## EXCERPT PROVIDED:
# Matte black Gtr



## 2010GTR (Oct 31, 2009)

Hey guys thought I'd share this robbie from valet magic did
a painwork detail followed by a matte black vinyl finishing 
fantastic service thanks robbie people can't stop taking photos 

Here's the link for the photos 

Magic Vs Nissan GTR with a great twist.... - Detailing World

enjoy !!


----------



## r34mspec (May 30, 2007)

OMG!!!!!!!! That looks amazing, black and matt black sooo suits the gtr,This is what im going to do when mine comes,how much did this whole process cost??


----------



## tokyogtr (Feb 14, 2008)

it seems now that jenson button has a matt black, now everyone wants one...


----------



## martin320 (Aug 29, 2009)

Im sorry but you have ruined a beautifiul car.what is it with this wrapping shite??? FFS leave it alone.Davids purple one looks ok but the chrome and black :flame:


----------



## agent-x (Jul 26, 2008)

ive always liked matt black on the gtr ive even got it as my background it looks awesome

and this was before button even had a gtr


----------



## 2010GTR (Oct 31, 2009)

j button having one had no bearing on my decision - I first saw matte black in singapore early last year thought it attenuated the lines as well as highlights the wheels. As for ruining a beautiful car its your own opinion and btw it is reversible not a permanent paint job and wrapping actually has protection benefits - but i think many would agree it enhances the looks does not ruin it at all - thats your opinion - I just wanted to share my own preferences and colour - cos you may not like blue and I do that makes us human with differences in preference and choices.


----------



## Trev (Nov 1, 2003)

Absolutely STUNNING!

Is this a service that can be offered to other cars?


----------



## 2010GTR (Oct 31, 2009)

yes any car !


----------



## Trev (Nov 1, 2003)

2010GTR said:


> yes any car !


I reckon a Matt black GTST with white alloys would look very special


----------



## londongtr (Dec 8, 2009)

*I think it looks good*

As the OP said it's temporary anyway.

I'm just about decided on a clear wrap over Robbie's detailing work once mine arrives (in 5 days, 4 hrs 45 minutes and erm....10,9,8 seconds) not that i'm bothered at all.

The thing is that in the Forza generation can perfection be improved upon....


----------



## Robbie J (Jan 8, 2005)

I really thought about doing this last year but the heat given off on a hot summers day on a lambo with a wrap at Le Mans put me off

the GTR is a hot car already. Agreed it looks cool, just don't touch it!


----------



## londongtr (Dec 8, 2009)

good point - perhaps i'll get a silver mirror finish wrap and blind them on the Mulsanne




Robbie J said:


> I really thought about doing this last year but the heat given off on a hot summers day on a lambo with a wrap at Le Mans put me off
> 
> the GTR is a hot car already. Agreed it looks cool, just don't touch it!


----------



## E5.UNICORN (Jul 17, 2009)

matt black looks shite, thiers 2 in east/ north london/ Ive had one come next to me and its just looks like it needed a desperate clean next to my triple waxed black GTR:bowdown1:.


----------



## *MAGIC* (Oct 21, 2009)

## INFORMATION GIVEN:
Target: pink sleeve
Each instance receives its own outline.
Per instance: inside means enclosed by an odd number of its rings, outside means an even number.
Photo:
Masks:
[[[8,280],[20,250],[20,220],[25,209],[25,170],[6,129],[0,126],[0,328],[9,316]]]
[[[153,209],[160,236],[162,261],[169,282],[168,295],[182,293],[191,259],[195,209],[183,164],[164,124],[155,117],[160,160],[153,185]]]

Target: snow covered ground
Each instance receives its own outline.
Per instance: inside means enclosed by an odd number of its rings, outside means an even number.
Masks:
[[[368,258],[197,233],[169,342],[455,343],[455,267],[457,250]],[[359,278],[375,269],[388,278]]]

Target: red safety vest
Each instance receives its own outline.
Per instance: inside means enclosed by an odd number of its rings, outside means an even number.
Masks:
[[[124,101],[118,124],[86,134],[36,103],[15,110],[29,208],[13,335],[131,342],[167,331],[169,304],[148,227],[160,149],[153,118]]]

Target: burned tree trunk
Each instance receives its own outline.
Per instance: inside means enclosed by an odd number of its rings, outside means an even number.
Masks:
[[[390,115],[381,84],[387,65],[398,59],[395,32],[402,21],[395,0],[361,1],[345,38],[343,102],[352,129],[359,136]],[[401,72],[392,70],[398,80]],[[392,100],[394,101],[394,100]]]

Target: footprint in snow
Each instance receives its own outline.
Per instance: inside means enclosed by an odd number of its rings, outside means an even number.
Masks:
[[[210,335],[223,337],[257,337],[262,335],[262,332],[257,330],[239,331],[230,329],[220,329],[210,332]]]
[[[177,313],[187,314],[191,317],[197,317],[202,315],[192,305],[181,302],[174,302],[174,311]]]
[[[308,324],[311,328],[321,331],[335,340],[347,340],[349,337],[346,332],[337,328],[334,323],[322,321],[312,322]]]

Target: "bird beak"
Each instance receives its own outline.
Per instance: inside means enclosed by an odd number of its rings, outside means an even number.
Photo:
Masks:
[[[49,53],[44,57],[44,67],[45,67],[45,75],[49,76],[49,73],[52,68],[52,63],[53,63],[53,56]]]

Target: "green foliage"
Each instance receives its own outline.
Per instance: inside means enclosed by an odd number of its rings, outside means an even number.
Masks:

## SET EXERCISE:
In the thread about the matte black GTR, where did the car's owner first see matte black? The lines have nothing to do with the thread about the matte black GTR.

## RESPONSE FOR THIS EXERCISE:
In Singapore, early last year.